Task instructions: Copy the records from their start through the line containing "[(584, 220)]", requests included, multiplying every coordinate in the answers by 1.95 and rounding to whole numbers with halves rounded up, while keeping the numbers in the requests and their sample points unchanged. Leave the pictures out.
....
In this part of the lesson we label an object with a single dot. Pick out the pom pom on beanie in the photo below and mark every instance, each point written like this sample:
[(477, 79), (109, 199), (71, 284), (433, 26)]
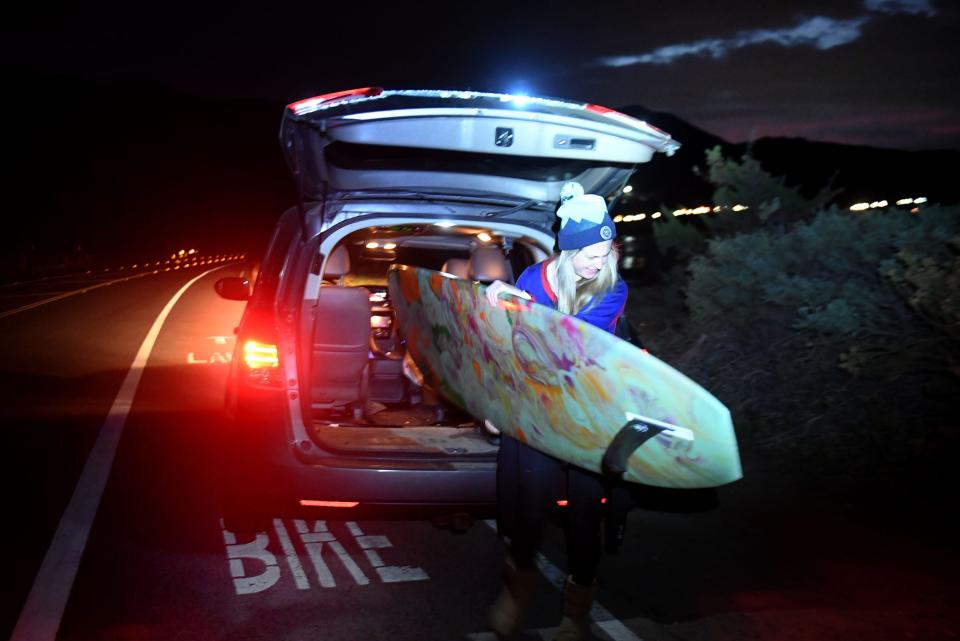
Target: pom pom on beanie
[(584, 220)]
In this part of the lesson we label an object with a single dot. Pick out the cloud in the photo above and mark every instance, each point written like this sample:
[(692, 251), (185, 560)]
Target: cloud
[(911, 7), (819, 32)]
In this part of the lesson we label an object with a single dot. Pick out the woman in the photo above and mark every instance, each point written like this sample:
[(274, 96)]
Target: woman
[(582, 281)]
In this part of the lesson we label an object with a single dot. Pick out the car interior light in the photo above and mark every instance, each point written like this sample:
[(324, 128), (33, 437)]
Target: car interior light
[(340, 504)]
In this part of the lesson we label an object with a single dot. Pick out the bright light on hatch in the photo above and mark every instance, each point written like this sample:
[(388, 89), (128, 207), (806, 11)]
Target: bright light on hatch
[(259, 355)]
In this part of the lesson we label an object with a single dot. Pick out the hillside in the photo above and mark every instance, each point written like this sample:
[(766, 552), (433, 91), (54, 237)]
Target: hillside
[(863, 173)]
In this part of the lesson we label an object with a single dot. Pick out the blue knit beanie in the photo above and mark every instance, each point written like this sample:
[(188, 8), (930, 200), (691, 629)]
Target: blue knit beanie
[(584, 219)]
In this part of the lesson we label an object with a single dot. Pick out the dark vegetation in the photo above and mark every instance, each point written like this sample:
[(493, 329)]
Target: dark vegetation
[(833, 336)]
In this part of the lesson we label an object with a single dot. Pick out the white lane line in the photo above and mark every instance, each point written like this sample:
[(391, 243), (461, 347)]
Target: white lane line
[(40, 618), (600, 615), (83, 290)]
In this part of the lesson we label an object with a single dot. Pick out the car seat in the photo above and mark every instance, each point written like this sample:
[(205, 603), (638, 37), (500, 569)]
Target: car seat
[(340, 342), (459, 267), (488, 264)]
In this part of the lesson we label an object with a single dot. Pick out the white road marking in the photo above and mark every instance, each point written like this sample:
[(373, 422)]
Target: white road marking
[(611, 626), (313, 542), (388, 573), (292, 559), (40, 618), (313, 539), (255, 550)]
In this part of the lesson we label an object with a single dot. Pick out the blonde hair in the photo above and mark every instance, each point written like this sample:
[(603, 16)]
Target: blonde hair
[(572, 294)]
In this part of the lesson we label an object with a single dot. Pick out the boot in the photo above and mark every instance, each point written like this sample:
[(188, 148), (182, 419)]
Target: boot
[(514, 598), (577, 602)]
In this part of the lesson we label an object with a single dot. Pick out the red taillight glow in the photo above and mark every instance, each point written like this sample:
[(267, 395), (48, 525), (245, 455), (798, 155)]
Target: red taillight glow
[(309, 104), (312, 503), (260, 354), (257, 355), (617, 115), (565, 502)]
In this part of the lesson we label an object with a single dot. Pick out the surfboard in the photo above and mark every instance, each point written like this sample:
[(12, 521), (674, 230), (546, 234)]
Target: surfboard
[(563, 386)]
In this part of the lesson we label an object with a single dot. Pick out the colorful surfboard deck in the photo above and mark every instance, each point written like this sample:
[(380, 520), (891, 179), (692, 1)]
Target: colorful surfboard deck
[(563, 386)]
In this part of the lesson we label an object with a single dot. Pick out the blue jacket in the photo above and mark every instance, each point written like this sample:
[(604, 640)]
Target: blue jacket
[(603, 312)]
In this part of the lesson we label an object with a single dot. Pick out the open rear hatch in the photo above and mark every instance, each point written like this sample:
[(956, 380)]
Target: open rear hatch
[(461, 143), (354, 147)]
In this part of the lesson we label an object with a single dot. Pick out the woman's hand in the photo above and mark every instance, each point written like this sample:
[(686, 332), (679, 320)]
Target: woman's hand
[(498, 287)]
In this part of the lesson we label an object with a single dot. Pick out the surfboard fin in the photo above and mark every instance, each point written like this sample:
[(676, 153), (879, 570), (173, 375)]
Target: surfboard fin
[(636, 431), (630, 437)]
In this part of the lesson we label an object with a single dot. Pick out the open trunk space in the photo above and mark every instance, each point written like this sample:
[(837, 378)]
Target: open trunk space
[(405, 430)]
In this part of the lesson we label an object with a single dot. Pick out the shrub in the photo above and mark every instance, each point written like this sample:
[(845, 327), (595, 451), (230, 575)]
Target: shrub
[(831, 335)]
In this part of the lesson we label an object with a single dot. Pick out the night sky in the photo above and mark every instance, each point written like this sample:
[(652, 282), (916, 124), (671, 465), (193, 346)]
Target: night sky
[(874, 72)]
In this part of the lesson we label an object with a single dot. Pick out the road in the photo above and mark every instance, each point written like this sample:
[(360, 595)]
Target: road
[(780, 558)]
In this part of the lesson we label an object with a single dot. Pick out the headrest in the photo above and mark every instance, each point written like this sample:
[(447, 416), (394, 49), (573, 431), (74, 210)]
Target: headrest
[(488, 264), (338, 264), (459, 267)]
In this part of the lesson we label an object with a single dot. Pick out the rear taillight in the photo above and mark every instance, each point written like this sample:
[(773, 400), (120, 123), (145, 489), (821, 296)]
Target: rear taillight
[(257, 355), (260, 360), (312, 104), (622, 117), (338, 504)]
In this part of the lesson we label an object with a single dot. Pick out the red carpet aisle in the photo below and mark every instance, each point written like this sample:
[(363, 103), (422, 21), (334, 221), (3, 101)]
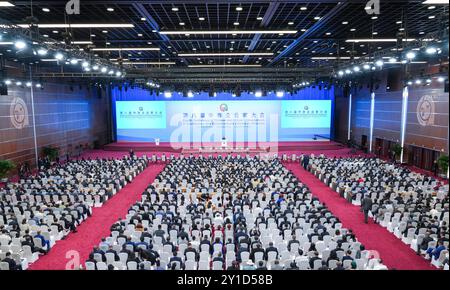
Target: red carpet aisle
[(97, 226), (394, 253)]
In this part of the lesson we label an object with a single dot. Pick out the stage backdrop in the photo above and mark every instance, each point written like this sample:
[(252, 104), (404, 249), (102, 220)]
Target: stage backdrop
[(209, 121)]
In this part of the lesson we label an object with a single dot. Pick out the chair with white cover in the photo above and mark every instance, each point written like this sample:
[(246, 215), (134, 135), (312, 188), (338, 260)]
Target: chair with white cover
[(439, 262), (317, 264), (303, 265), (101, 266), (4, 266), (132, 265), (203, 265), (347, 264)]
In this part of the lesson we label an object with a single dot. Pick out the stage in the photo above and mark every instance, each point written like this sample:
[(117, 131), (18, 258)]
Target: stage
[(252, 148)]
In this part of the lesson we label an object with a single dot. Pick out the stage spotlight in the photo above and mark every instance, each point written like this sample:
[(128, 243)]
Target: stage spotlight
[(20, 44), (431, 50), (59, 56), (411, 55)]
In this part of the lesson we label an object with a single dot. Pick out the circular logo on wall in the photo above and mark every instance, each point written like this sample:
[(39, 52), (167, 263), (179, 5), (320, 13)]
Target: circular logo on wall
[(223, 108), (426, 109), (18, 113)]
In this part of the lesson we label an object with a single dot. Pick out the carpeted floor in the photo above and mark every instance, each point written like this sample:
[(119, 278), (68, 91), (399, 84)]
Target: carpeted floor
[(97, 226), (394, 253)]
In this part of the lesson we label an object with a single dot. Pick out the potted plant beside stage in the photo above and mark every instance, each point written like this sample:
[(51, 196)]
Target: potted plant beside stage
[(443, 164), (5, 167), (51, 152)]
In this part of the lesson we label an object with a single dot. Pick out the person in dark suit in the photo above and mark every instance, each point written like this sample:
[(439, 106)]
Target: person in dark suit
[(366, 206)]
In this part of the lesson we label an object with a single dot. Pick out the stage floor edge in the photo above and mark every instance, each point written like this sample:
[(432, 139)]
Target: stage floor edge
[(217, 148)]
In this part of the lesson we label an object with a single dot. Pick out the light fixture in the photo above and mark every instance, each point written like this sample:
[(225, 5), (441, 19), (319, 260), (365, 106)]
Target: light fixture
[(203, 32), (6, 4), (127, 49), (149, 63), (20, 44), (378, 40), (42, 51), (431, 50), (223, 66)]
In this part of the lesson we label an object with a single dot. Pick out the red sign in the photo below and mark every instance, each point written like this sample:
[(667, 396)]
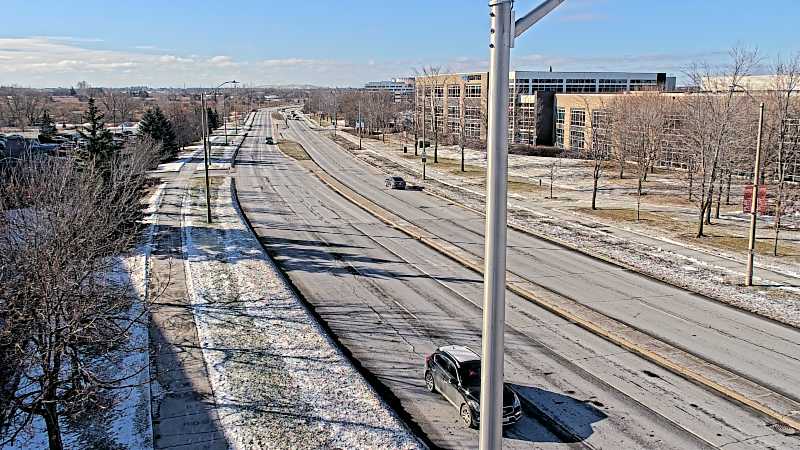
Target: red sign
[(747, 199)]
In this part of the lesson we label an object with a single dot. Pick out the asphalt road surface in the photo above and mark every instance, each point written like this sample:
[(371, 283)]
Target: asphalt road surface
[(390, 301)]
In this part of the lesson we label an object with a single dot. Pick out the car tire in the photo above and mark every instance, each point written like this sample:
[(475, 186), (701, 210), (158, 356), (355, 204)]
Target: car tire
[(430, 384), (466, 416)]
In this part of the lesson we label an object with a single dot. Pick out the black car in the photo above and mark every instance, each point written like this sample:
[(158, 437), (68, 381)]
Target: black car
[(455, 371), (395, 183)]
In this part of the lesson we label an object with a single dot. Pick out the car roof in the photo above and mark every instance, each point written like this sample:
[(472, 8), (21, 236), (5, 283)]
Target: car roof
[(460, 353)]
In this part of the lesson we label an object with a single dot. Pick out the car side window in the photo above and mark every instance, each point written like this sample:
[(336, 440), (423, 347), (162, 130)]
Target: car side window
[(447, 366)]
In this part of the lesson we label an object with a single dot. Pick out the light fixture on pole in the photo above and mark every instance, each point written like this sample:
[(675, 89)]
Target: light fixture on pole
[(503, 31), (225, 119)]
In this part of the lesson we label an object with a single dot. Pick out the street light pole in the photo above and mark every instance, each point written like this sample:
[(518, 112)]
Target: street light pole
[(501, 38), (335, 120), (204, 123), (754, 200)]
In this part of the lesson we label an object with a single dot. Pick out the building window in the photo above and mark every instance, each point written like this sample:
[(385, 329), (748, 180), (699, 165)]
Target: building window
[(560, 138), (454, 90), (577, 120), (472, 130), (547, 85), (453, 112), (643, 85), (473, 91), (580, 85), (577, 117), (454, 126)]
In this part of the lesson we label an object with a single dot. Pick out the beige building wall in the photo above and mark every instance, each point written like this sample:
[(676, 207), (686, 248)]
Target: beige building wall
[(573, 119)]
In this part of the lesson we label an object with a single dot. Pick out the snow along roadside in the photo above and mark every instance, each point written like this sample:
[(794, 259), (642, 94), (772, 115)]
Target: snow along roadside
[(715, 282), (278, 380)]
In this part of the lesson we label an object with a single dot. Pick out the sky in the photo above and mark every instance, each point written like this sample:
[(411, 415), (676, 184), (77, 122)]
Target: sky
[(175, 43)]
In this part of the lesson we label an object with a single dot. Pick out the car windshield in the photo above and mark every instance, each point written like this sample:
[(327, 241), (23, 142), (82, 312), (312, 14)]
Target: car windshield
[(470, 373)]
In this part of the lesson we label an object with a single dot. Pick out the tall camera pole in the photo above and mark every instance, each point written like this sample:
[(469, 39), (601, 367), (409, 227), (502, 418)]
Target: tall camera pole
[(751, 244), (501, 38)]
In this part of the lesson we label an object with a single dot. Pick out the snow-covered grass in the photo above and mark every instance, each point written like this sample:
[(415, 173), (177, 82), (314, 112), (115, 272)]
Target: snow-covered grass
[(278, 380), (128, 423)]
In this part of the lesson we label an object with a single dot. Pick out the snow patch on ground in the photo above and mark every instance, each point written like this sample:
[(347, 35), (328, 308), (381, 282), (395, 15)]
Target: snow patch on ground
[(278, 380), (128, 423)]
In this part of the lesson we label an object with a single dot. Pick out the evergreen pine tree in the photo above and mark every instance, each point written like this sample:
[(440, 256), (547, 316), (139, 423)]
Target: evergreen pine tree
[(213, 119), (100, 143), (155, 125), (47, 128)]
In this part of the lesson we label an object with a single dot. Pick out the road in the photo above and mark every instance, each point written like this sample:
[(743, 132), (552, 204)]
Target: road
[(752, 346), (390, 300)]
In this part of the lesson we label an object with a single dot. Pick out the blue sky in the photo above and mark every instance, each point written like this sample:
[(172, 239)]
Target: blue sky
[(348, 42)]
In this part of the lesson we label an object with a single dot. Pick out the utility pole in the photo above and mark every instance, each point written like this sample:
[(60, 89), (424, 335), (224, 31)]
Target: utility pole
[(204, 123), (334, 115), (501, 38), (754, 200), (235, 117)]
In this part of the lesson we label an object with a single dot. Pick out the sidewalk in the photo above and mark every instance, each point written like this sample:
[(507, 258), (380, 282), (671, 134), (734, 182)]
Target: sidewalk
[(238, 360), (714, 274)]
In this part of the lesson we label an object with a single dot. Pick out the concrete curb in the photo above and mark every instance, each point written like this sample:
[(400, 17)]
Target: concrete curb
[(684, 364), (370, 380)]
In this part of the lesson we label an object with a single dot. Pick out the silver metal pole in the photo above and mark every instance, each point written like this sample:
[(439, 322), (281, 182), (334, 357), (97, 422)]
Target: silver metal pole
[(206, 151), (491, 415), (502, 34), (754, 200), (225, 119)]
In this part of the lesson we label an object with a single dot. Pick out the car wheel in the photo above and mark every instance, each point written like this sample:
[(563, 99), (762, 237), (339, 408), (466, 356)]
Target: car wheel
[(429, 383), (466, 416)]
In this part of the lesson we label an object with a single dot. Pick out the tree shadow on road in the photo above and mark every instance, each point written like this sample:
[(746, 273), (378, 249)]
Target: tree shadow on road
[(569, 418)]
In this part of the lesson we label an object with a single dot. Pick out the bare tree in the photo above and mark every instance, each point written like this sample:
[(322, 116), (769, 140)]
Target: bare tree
....
Worked answer:
In this part of the lesson we label an object with a single dot. Pick out the pom pom on beanie in the photo below and mark every instance, each point written like this sample:
[(477, 79), (109, 199), (71, 284), (433, 26)]
Target: pom pom on beanie
[(1139, 429)]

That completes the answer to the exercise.